======== Excerpt ========

That is a matter for clarification by people who know about it and we will look into that later.
My Lords, there are a few brave souls who are not lawyers still left in your Lordships’ House after 55 minutes of this debate. There are three to my right and I suspect that they are the ones who can recognise that there is quite a small pin with some lawyers dancing the rumba of closed material procedures on it and others doing the cha-cha-cha of PII. We owe it to them to give a comprehensible explanation of the difference and of how a proper outcome of this debate is reached. Given that, I suppose I can be forgiven for confusing the matter further by using two Latin phrases, as old lawyers like me tend to do. The first arises from hearing during this debate from the formidable duo of my noble friend Lord Lester and the noble Lord, Lord Pannick. I am not sure which way round they appear on the spine of the book on my bookshelf—whether it is Pannick and Lester or Lester and Pannick on human rights—but I suspect that age probably comes before beauty. I see the noble Lord, Lord Pannick, nodding in agreement. There is a danger of argumentum ad maiorem on any issue of this kind. Oh, dear. I give way to the older of the two.
I remind my noble friend that we are in the presence of the noble and learned Lord, Lord Woolf, who has banned Latin from use in courts. On this occasion it would be desirable if my noble friend spoke English and not some archaic antique language.
The writ of the noble and learned Lord, Lord Woolf, certainly ran through the courts in those days, but I am not sure that the use of Latin has yet been banned in your Lordships’ House. I want to use what I regard as a very meaningful Latin phrase, which I read in the first administrative law textbook that I studied, de Smith’s Administrative Law, before Lester and Pannick reached the shelves. It was a seminal work and I remember the phrase “audi alteram partem” being an important part of what I learnt from that book. I am pleased to see the noble and learned Lord, Lord Woolf, nodding at least in recollection if nothing else.

========

_Exercises to complete_:
[a] Condense the paragraph of the debate excerpt that begins "The writ of the noble and learned Lord, Lord Woolf" into three or four shorter sentences that keep its main facts.
[b] Name every member of the House who is referred to by name in the debate excerpt.
[c] Carry the debate excerpt forward from its final sentence, writing the next part of the speech.
The lines after the debate excerpt have no connection to it.

======== Data rows ========

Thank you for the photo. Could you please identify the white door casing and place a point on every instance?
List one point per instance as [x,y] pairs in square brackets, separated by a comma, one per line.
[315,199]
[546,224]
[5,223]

========

_Task-by-task answers_:
[a] Lord Woolf's writ ran through the courts in those days, but the speaker doubts that Latin has been banned in the House. He wants to use a meaningful Latin phrase that he read in de Smith's Administrative Law, the first administrative law textbook he studied, before Lester and Pannick reached the shelves. From that seminal work he remembers "audi alteram partem" as an important part of what he learned. He is pleased to see Lord Woolf nodding, at least in recollection.

[b]
Lord Lester
Lord Pannick
Lord Woolf

[c]
Audi alteram partem is extremely important because it depicts that both sides should be heard wherever possible and it is presumed that both sides should be heard in a legal dispute. For those reasons, in shorthand, I support the succinctly moved amendment of my noble friend Lord Hodgson. For the reasons that he and my noble friend Lord Thomas of Gresford gave, it seems that there may be cases in which it is a perfectly legitimate tactic and it may be proved to be right in substance for a party other than the Government to apply for a closed material procedure—if CMPs are to survive this legislation.
I hope I am right in saying—and it was certainly evident from the way in which the amendment was moved by my noble friend Lord Faulks—that we are all trying to achieve the same thing with this group of amendments. I firmly believe that the draft legislation shows that the Government and my noble and learned friend on the Front Bench, the Advocate-General, are trying to achieve the same aim. The overriding objective, as we call it, is that civil proceedings should be decided justly and fairly for both sides. I therefore agree with the principle that for the overriding objective to be achieved the proceedings should be as transparent as possible and that hearings in secret in which both sides are not heard should be as rare as possible. I certainly agree with that part of what my wise and successful successor as independent reviewer of terrorism legislation, David Anderson QC, has said. I am a little puzzled as to why so many people seem to believe that PII is fairer than closed material procedures. My experience of PII is limited to criminal proceedings, but it is instructive.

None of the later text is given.